EXERCISE ▸ Can you write out the listing below again in full, requests included, with every bounding-box coordinate in the answers multiplied by 2.3 and rounded to the nearest whole number, halves rounding up?

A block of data
* Start *
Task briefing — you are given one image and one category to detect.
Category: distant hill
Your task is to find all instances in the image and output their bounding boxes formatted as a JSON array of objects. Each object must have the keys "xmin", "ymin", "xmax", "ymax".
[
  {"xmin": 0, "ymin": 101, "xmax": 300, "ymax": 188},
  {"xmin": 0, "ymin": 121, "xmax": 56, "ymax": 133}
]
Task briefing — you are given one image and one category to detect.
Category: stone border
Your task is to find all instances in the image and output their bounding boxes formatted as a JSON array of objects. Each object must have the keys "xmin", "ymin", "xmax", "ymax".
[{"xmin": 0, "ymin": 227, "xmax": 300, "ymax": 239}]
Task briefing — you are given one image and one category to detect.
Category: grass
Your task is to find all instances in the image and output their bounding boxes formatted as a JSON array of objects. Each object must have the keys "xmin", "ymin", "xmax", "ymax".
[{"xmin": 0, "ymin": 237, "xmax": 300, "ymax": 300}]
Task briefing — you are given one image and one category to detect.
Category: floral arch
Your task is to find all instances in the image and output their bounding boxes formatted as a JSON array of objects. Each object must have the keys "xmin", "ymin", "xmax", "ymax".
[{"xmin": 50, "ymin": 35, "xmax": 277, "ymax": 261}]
* End *
SOLUTION FOR THIS PROBLEM ▸
Task briefing — you are given one image and one category to detect.
Category: distant hill
Your task is to find all instances in the image and output their bounding boxes formatted as a JSON array of objects. Each object must have the keys "xmin", "ymin", "xmax", "ymax".
[
  {"xmin": 0, "ymin": 232, "xmax": 690, "ymax": 432},
  {"xmin": 0, "ymin": 278, "xmax": 129, "ymax": 306}
]
Task briefing — you are given one image and one category to detect.
Category: stone border
Your task is to find all instances in the image and output their bounding boxes formatted as a JSON array of objects. Each object must have the keys "xmin", "ymin", "xmax", "ymax".
[{"xmin": 0, "ymin": 522, "xmax": 690, "ymax": 550}]
Task briefing — you are given one image and one category to detect.
Category: grass
Your task is to find all instances in the image and output their bounding boxes formatted as a JSON array of objects. Each object must have the keys "xmin", "ymin", "xmax", "ymax".
[{"xmin": 0, "ymin": 545, "xmax": 690, "ymax": 690}]
Task briefing — you are given one image and one category to detect.
Category: floral arch
Your task is to find all instances in the image and output their bounding boxes formatted as a JSON array of objects. Each object must have the keys "xmin", "ymin", "xmax", "ymax".
[{"xmin": 115, "ymin": 81, "xmax": 637, "ymax": 600}]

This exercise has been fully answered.